=== Records for processing ===

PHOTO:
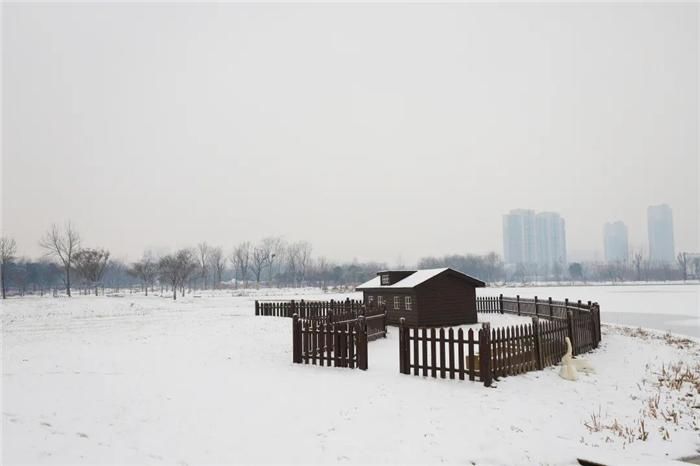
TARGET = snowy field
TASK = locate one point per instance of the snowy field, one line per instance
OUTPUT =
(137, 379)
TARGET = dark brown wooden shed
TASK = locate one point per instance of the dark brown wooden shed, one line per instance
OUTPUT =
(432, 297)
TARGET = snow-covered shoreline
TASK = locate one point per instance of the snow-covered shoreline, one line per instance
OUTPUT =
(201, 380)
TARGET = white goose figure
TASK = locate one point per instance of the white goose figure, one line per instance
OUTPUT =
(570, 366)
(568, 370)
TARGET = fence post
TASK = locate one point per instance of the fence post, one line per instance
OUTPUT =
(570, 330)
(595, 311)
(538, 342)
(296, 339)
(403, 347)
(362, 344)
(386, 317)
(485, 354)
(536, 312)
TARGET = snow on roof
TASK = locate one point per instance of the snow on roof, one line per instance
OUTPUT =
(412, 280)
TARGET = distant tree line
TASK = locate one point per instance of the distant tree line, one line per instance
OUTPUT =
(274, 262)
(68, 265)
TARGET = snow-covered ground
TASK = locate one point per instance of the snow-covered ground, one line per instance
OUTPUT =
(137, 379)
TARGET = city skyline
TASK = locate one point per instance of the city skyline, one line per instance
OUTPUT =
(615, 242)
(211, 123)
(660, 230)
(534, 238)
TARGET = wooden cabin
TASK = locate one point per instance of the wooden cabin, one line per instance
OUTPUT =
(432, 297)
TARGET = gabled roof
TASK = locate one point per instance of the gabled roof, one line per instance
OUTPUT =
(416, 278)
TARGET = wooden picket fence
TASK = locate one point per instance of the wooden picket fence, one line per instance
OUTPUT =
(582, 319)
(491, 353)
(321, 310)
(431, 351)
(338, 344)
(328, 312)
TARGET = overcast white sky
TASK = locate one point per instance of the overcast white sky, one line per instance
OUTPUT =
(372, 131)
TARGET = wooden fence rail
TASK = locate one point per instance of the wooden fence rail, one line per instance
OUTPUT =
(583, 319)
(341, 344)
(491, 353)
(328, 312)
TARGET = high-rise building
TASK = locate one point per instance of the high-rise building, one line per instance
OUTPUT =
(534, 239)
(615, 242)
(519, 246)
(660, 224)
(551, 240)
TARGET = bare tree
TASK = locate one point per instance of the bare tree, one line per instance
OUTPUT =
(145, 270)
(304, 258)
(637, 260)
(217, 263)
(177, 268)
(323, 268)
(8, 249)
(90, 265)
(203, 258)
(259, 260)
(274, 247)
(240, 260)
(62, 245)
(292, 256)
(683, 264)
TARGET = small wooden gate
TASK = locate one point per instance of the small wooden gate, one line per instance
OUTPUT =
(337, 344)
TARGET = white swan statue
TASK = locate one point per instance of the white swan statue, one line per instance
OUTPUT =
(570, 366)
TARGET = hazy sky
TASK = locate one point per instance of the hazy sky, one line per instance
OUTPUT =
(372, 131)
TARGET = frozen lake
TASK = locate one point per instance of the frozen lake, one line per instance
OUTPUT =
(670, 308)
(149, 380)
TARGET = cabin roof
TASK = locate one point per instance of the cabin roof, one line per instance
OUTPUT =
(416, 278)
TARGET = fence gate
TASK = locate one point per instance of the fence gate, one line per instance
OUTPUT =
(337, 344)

===
=== Records for processing ===

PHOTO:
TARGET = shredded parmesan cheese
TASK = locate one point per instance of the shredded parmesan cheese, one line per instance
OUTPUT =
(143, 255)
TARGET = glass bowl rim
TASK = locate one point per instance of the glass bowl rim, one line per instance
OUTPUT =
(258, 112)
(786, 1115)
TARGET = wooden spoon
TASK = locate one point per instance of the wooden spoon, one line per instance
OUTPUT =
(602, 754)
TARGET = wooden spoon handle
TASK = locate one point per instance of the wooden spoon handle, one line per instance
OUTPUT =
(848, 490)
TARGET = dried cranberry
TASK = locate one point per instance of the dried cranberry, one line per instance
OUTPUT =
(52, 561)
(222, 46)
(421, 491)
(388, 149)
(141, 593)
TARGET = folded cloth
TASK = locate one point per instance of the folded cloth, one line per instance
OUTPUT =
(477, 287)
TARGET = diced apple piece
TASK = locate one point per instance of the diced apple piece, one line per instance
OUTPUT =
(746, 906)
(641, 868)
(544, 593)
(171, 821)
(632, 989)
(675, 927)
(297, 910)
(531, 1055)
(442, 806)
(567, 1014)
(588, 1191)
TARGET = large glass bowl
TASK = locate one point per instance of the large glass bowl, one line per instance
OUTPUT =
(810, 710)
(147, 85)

===
=== Records for processing ===

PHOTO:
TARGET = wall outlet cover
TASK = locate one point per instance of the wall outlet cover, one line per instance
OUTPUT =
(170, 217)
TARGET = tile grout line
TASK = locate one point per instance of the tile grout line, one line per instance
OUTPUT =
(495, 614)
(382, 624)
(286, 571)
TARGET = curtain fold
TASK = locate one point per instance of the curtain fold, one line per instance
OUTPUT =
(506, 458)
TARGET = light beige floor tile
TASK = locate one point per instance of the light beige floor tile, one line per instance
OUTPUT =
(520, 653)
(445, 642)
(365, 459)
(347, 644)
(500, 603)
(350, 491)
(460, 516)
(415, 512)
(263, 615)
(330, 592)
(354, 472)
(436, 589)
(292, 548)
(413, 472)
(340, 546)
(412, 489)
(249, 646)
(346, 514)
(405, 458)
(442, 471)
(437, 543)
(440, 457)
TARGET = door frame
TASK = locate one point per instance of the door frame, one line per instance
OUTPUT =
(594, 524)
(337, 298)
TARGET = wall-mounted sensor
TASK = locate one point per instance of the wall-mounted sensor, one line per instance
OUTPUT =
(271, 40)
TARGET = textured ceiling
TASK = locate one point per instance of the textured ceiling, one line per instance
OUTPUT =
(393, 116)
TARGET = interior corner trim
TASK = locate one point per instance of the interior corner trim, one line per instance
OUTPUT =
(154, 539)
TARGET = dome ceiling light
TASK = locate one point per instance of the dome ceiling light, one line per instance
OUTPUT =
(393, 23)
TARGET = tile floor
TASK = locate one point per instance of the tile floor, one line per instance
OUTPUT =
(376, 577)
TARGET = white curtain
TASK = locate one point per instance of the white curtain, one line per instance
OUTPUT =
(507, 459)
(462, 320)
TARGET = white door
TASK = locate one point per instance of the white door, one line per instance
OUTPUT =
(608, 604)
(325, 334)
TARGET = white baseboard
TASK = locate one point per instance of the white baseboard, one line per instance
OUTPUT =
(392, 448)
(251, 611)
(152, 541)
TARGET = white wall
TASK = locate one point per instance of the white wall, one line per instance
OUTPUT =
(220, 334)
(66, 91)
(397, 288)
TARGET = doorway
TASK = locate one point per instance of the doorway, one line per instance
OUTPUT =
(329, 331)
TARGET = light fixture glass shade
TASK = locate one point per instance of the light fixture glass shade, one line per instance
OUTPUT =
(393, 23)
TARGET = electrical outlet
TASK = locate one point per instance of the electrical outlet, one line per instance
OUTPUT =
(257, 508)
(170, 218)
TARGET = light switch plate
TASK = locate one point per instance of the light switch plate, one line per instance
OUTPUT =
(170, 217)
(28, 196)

===

» **What to do**:
Count the lines in the rows above that contain the word "distant". Reply with that number only.

» **Task result**:
2